* _About this exercise_
Report each line from the listing that the string "with" appears in.

━━ Exercise data ━━

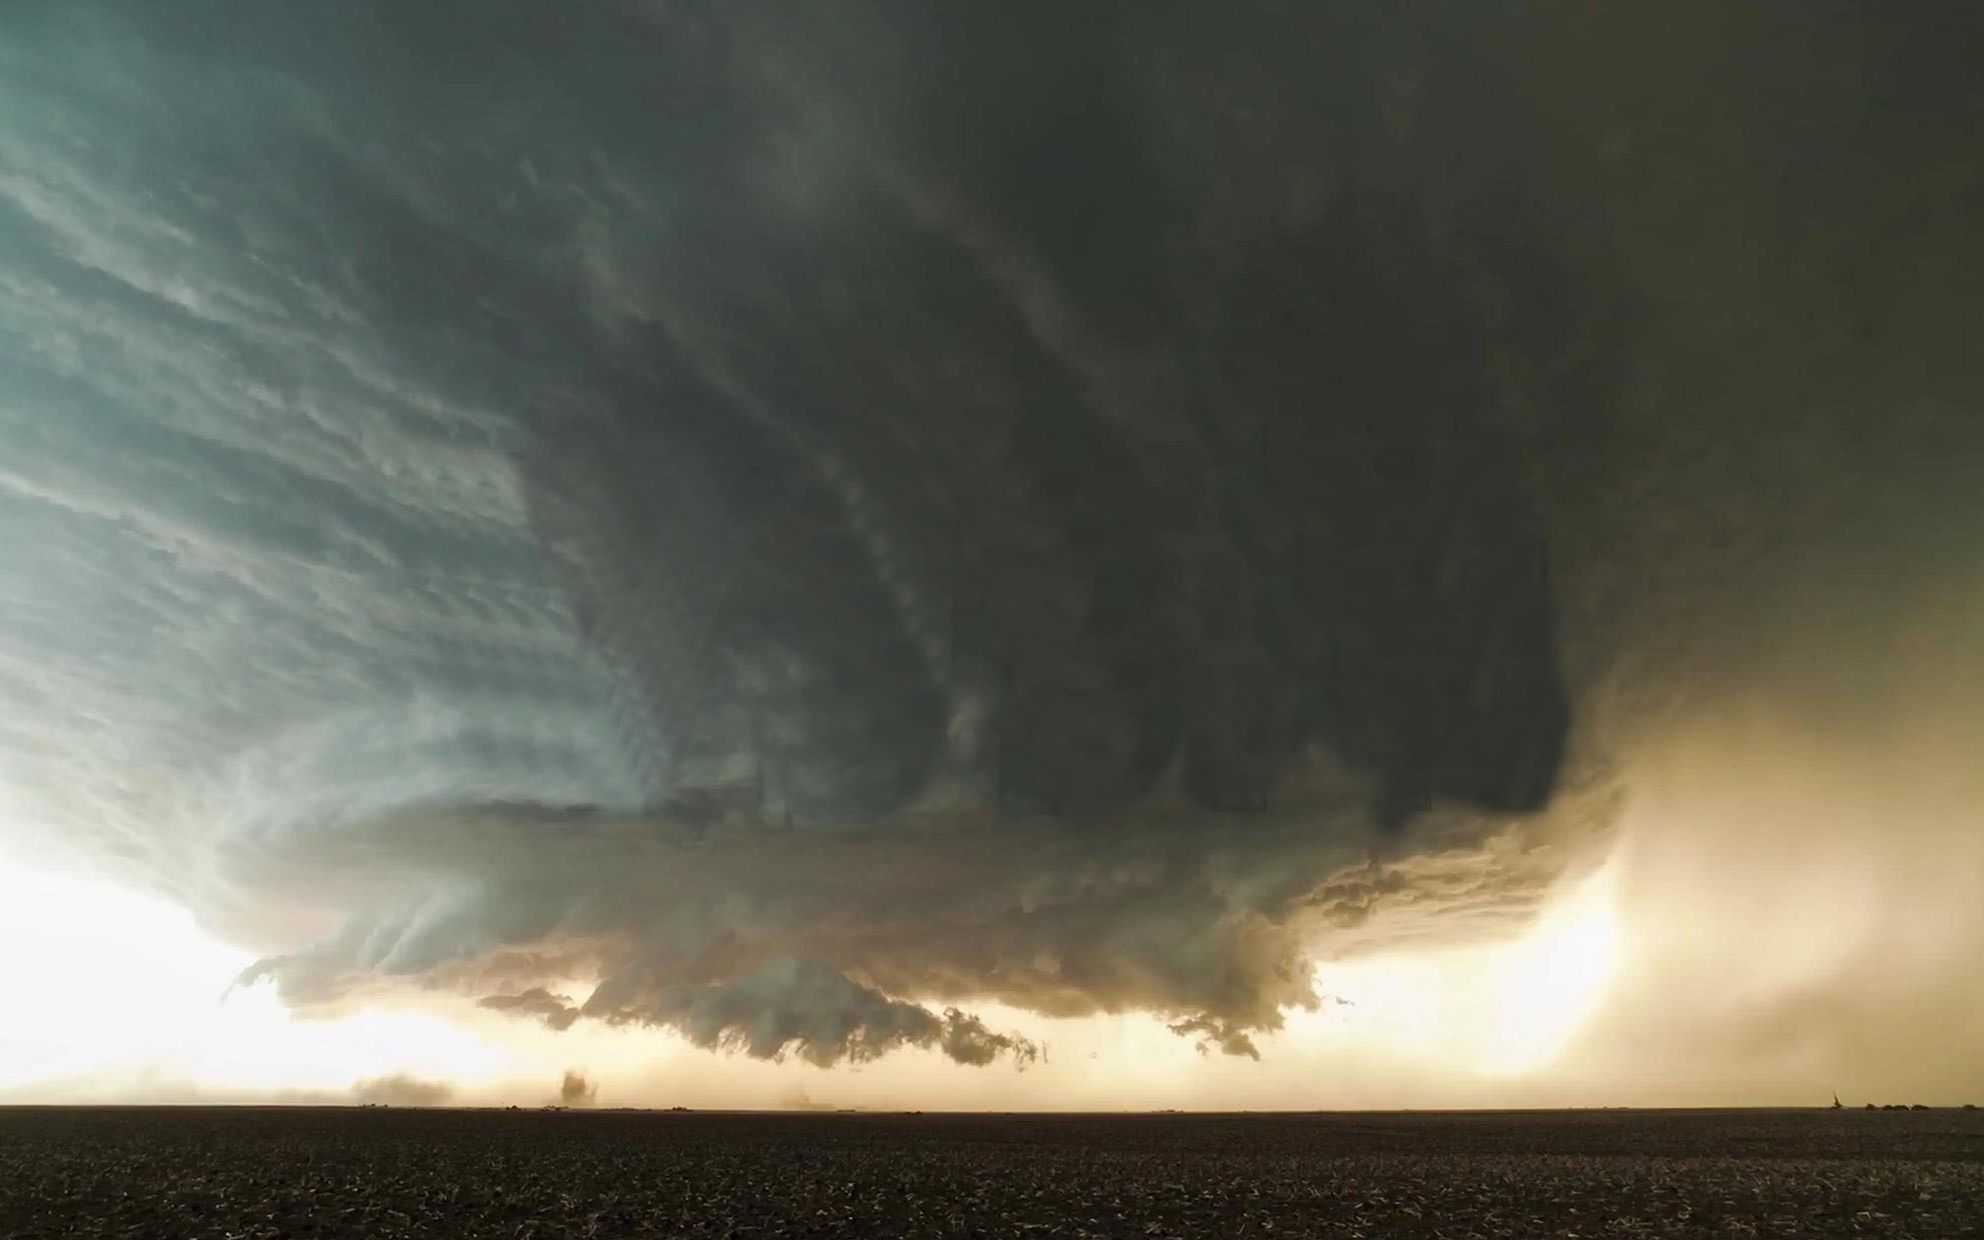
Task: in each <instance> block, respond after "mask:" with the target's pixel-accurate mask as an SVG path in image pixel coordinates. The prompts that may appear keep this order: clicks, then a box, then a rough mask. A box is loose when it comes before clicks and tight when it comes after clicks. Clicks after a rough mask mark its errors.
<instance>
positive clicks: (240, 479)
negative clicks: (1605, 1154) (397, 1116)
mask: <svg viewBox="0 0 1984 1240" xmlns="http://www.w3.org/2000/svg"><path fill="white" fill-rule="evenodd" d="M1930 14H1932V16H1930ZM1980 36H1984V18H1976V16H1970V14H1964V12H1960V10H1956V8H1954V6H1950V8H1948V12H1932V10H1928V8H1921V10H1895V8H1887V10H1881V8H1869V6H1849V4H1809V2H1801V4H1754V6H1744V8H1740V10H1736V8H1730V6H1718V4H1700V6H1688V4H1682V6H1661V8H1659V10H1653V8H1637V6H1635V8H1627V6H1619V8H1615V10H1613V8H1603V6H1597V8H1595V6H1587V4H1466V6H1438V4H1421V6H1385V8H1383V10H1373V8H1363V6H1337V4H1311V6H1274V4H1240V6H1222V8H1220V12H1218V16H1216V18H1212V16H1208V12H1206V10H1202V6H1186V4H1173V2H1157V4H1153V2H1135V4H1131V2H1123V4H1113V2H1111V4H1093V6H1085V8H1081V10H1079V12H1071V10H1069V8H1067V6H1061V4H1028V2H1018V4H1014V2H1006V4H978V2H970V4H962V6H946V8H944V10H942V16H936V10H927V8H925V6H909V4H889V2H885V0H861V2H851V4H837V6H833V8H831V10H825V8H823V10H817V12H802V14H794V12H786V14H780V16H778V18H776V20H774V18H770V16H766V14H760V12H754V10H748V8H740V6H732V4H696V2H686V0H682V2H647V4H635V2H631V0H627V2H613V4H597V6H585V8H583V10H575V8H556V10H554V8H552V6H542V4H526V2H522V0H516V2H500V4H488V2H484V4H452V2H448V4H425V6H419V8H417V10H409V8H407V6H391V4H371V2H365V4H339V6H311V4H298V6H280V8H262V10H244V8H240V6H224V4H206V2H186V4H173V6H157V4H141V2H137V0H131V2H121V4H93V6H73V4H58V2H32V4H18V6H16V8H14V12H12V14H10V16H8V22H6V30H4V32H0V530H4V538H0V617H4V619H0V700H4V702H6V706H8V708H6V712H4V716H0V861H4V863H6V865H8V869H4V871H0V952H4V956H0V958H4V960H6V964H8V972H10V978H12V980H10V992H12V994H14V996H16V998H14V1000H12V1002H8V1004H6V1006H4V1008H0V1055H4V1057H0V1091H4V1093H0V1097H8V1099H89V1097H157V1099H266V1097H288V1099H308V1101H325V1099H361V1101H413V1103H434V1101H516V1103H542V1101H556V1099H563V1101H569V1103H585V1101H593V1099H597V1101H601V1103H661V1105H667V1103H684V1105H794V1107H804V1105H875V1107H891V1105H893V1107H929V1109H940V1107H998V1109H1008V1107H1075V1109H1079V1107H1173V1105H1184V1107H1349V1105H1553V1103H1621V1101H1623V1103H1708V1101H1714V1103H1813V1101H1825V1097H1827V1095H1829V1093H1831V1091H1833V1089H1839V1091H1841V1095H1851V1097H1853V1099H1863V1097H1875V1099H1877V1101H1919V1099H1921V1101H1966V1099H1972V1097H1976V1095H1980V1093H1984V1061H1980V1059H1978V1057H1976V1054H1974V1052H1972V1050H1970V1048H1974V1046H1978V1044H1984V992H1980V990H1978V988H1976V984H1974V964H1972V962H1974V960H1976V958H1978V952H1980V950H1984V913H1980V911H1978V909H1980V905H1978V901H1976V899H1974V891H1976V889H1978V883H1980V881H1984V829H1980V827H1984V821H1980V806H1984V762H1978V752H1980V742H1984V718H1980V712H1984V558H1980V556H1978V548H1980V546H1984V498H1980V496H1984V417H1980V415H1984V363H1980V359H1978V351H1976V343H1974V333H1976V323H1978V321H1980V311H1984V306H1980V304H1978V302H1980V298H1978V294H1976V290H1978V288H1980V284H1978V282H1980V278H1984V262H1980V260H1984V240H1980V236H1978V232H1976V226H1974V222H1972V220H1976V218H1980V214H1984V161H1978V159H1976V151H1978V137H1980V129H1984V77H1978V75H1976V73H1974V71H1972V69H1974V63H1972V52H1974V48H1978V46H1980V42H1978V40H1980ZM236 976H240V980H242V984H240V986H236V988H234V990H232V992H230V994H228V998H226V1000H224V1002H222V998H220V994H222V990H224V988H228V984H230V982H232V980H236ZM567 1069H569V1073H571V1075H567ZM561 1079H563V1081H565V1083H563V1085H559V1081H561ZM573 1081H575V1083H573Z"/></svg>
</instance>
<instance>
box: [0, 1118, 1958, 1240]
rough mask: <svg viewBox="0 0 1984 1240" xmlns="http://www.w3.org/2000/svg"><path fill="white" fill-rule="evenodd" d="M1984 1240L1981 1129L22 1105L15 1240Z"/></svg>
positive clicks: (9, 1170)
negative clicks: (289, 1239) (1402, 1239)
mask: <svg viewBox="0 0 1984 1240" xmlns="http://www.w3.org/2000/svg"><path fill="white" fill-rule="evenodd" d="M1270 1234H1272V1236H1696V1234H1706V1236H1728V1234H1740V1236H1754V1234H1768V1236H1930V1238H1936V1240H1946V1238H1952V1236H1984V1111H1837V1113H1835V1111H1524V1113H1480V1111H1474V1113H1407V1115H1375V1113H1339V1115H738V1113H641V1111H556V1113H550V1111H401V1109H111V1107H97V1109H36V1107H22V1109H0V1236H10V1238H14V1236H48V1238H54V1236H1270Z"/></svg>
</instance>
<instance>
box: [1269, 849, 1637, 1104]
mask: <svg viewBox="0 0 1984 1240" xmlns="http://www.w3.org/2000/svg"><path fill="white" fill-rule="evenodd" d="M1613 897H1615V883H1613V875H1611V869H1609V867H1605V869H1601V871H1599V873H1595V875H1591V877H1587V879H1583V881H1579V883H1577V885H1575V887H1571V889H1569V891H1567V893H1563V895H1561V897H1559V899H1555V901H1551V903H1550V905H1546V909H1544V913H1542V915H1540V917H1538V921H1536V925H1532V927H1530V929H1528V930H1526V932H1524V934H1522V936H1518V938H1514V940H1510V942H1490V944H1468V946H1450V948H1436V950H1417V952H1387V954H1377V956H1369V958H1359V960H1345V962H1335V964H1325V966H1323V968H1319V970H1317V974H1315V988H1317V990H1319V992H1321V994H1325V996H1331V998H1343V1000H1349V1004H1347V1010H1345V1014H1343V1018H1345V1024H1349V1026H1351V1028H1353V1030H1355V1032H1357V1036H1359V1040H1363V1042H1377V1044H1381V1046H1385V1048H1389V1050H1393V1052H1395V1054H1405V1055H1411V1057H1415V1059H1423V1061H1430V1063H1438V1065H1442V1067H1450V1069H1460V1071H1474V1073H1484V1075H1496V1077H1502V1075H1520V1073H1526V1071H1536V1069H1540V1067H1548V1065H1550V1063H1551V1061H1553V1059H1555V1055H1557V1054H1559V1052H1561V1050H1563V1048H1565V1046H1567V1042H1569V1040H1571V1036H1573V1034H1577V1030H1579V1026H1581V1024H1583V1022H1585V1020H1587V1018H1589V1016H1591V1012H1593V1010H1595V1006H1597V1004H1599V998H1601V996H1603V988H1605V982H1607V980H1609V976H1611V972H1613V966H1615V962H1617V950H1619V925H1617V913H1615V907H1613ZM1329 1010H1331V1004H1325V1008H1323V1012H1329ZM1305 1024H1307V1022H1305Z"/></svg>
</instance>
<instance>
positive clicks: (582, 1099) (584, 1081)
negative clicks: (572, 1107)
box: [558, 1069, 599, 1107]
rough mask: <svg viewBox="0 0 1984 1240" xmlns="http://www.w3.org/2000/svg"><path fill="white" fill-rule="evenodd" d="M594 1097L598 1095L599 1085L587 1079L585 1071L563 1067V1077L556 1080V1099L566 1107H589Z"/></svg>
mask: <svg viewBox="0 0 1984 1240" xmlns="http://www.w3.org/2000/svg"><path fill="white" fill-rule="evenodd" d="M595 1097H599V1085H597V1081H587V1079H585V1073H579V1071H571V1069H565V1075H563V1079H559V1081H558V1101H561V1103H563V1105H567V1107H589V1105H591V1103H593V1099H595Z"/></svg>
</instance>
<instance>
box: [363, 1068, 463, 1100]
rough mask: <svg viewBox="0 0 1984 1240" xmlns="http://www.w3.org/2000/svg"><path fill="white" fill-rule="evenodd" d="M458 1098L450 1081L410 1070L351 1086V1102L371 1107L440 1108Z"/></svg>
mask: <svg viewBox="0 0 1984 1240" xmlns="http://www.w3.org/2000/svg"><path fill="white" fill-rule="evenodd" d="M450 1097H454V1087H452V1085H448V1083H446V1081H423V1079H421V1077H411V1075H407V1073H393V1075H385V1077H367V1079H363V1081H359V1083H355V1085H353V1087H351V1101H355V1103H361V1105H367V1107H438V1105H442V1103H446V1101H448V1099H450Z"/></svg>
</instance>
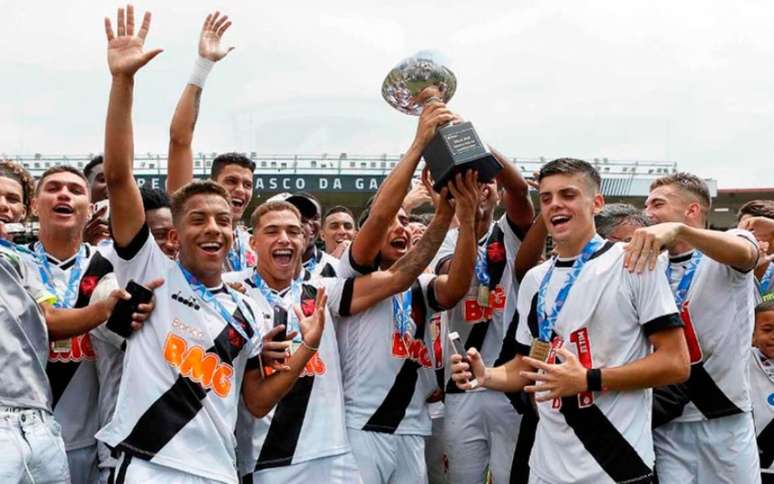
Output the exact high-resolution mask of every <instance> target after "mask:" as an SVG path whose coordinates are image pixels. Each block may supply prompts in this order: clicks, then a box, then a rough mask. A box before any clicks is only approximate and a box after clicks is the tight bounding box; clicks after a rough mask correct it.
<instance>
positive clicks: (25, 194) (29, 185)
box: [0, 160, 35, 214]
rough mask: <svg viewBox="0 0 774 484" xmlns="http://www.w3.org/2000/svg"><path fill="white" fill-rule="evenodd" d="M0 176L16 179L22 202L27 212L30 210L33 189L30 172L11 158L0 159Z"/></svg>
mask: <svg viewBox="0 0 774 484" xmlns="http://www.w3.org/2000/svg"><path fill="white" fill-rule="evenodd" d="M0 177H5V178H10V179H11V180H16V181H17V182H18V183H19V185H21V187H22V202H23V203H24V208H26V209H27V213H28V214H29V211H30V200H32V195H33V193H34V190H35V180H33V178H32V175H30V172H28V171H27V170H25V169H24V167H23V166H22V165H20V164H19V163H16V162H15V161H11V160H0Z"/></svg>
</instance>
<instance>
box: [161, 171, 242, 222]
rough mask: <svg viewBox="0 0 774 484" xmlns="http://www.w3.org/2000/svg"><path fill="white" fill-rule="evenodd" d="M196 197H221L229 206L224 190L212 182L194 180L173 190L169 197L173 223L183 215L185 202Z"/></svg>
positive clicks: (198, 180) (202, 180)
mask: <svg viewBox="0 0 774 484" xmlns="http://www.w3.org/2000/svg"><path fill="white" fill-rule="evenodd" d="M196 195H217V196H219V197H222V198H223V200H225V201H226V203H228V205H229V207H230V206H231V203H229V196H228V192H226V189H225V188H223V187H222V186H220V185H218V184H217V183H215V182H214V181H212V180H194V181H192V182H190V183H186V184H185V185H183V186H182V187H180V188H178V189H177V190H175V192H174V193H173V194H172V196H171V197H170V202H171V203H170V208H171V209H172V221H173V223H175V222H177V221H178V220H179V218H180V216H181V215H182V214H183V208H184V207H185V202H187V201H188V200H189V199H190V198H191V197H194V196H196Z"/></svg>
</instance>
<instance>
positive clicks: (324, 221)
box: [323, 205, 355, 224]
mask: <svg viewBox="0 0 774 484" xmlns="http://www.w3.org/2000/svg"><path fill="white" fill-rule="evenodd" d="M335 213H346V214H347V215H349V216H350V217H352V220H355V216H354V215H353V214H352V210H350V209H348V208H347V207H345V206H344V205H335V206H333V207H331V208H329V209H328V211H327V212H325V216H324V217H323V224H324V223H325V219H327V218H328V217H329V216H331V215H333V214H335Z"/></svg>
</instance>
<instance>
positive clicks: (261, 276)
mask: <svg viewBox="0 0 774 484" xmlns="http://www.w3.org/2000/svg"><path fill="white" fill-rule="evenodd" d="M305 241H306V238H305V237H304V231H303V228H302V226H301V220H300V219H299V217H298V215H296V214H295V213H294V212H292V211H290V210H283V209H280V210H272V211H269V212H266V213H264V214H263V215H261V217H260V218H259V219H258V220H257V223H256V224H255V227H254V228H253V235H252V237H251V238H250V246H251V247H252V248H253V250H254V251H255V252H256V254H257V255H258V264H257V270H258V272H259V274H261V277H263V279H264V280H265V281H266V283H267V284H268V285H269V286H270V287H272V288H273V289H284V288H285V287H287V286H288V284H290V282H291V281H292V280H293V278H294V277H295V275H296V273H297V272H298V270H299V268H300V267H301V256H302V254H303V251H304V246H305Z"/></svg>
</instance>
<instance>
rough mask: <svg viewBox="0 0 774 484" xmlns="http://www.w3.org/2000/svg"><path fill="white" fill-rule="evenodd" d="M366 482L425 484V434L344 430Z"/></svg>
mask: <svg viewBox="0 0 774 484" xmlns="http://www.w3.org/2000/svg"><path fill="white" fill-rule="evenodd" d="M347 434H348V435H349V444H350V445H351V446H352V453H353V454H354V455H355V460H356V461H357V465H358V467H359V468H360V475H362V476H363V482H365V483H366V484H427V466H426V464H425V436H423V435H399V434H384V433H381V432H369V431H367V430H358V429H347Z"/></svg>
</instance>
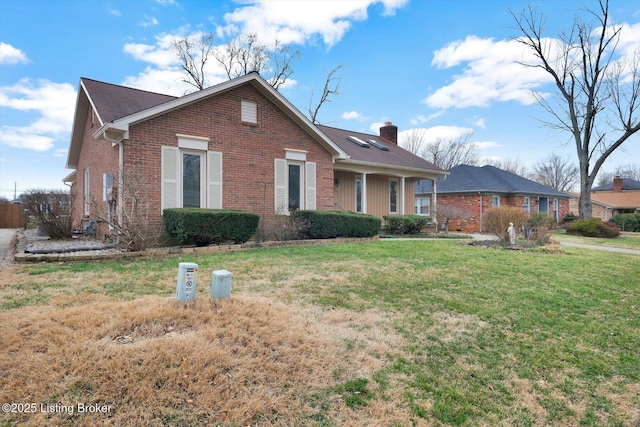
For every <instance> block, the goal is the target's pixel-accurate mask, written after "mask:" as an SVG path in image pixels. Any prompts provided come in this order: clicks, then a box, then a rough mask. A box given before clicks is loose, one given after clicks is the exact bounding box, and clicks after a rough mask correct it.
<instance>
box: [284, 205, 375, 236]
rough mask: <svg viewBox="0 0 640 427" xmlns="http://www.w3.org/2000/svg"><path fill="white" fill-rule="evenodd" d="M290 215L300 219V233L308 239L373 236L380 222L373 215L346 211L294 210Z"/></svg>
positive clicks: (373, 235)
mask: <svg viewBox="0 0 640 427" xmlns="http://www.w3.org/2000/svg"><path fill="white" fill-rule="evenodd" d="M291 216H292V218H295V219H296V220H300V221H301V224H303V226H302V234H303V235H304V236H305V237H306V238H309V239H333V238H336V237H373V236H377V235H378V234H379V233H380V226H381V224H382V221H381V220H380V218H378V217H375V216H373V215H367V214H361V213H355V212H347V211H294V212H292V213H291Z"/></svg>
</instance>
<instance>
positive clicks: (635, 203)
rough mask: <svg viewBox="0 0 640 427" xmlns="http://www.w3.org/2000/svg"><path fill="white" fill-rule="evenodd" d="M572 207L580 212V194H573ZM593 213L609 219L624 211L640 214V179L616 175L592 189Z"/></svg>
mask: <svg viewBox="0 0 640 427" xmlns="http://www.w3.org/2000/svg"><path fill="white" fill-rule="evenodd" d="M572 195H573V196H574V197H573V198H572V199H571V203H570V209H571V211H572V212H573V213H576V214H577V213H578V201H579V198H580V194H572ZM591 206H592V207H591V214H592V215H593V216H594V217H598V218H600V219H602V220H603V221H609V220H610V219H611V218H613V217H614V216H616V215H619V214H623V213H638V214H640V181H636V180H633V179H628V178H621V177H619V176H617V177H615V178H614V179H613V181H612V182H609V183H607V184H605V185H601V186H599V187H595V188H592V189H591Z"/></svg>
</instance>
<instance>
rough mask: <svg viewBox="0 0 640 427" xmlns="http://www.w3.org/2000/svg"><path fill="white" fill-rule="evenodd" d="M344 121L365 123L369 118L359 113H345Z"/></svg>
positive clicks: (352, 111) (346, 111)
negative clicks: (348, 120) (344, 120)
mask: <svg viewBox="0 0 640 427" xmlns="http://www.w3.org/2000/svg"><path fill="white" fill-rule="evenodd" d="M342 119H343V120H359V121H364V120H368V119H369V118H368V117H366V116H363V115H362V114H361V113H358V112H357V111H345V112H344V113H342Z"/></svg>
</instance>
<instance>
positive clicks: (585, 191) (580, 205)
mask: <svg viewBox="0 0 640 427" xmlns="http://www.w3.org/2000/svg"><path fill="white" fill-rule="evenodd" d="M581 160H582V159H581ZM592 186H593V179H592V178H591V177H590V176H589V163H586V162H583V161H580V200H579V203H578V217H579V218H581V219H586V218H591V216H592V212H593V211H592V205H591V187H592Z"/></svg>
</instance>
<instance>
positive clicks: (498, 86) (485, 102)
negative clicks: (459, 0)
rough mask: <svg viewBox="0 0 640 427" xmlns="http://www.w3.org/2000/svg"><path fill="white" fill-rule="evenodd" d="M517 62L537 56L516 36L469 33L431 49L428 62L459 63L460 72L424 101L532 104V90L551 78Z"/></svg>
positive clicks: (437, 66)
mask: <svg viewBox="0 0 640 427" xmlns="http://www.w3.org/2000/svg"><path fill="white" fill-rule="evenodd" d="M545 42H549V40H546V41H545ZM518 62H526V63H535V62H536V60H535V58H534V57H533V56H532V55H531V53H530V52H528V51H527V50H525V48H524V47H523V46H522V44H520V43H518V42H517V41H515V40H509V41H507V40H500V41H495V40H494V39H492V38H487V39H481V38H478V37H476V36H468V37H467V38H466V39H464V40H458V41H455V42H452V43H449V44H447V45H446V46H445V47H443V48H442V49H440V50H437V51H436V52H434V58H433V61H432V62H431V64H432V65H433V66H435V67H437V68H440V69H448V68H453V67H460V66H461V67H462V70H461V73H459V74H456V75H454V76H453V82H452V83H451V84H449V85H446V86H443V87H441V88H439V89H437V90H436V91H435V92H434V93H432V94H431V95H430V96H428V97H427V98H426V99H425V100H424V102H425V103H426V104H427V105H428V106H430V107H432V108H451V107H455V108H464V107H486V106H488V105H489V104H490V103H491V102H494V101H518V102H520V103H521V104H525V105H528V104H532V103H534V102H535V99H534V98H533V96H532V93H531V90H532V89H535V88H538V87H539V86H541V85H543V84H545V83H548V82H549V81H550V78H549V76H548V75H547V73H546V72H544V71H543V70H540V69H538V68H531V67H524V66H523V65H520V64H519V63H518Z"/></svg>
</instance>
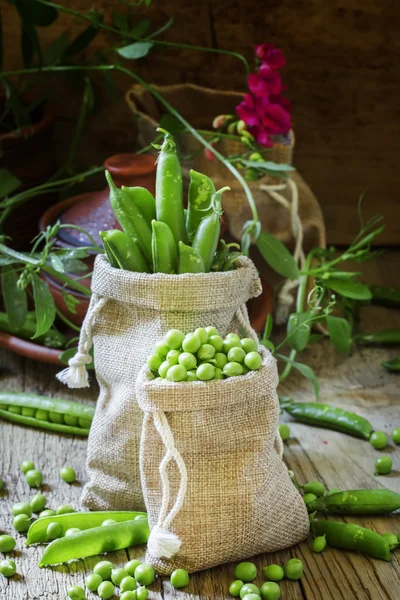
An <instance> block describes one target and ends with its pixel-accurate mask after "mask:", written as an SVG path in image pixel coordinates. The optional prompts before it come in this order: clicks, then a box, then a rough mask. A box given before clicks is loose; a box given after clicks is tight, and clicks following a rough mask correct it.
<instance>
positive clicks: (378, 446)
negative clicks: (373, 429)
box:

━━━

* _Written answer_
Task: in each <instance> block, respond after "mask:" with the target's pixel-accurate mask as an SVG path in image pixel coordinates. The prompts that may appear keep this order: clicks, then a box, then a rough mask. A box is loose when it comes before clicks and tight when it comes after clicks. Clicks after a rough mask mark its errors.
An <instance> block describes one target and ends with its pixel-accurate mask after "mask:", written as an SVG path in image pixel coordinates. The optional prompts before it come in this order: clicks, then a box, then a rough mask. A box given before clicks is loose; a box given after clicks is tight, and clicks following a rough mask correct it.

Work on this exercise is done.